EXTRAIT FOURNI —
De nombreux pays recommandent de limiter la consommation de viande rouge et de charcuterie pour prévenir cancers et maladies du coeur, mais un réexamen de dizaines d’études passées par des chercheurs indépendants conclut lundi que le risque potentiel est faible et les preuves incertaines, créant une tempête scientifique.
Dans de nouvelles consignes, un panel de chercheurs de sept pays « conseille aux adultes de continuer leur consommation actuelle de viande rouge », c’est-à-dire une moyenne de trois à quatre portions par semaine en Amérique du Nord et en Europe. Même consigne pour la charcuterie, selon ces recommandations parues lundi dans la revue Annals of Internal Medicine, publiée par l’American College of Physicians.
Le groupe a ré-analysées collectivement les études existantes et estime qu’elles montrent que réduire la consommation de viande rouge abaisserait la mortalité par cancer de sept morts pour mille personnes, ce qu’il considère être une baisse modeste. En outre, les chercheurs qualifient le degré de certitude de « faible », voire « très faible » pour la charcuterie et les maladies cardiovasculaires et le diabète.

DONNÉES RECUEILLIES —
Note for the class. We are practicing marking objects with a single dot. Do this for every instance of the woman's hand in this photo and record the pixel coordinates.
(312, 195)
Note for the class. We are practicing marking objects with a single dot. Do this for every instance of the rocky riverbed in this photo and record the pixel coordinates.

LISTE DES TÂCHES —
(a) Citez le passage de l'article sur la viande rouge qui va de « Dans de nouvelles » à « et le diabète. ».
(b) Dans quelle revue les nouvelles recommandations ont-elles paru, selon l'article sur la viande rouge ?
(c) Poursuivez l'article sur la viande rouge après sa dernière phrase.

RÉPONSES PAR TÂCHE —
(a)
Dans de nouvelles consignes, un panel de chercheurs de sept pays « conseille aux adultes de continuer leur consommation actuelle de viande rouge », c’est-à-dire une moyenne de trois à quatre portions par semaine en Amérique du Nord et en Europe. Même consigne pour la charcuterie, selon ces recommandations parues lundi dans la revue Annals of Internal Medicine, publiée par l’American College of Physicians.
Le groupe a ré-analysées collectivement les études existantes et estime qu’elles montrent que réduire la consommation de viande rouge abaisserait la mortalité par cancer de sept morts pour mille personnes, ce qu’il considère être une baisse modeste. En outre, les chercheurs qualifient le degré de certitude de « faible », voire « très faible » pour la charcuterie et les maladies cardiovasculaires et le diabète.

(b) Dans la revue Annals of Internal Medicine.

(c)
« Il y a de très faibles réductions de risque pour le cancer, les maladies du coeur et le diabète, et en outre, les preuves sont incertaines », résume Bradley Johnston, professeur associé d’épidémiologie à l’université Dalhousie au Canada, et directeur du groupe NutriRECS, qui a rédigé les consignes.
« Peut-être qu’il y a une réduction du risque, ou peut-être pas », dit-il.
Avec leur nouvelle analyse, les chercheurs disent vouloir faire mûrir le domaine des recommandations nutritionnelles, qu’ils jugent représentatives d’une « vieille école » qui estime que toute réduction de risque, aussi infime et incertaine soit-elle, apporte des bénéfices sociétaux, quels que soient les goûts individuels.
« Nous livrons aux gens notre meilleure estimation de la vérité, qui est incertaine. Selon leurs propres préférences, ils peuvent décider de réduire ou d’éliminer » viande et charcuterie, poursuit Bradley Johnston.
« Mais notre recommandation est que, pour la plupart des gens, la meilleure approche est de continuer, étant donné la très faible réduction de risques et l’incertitude des preuves ».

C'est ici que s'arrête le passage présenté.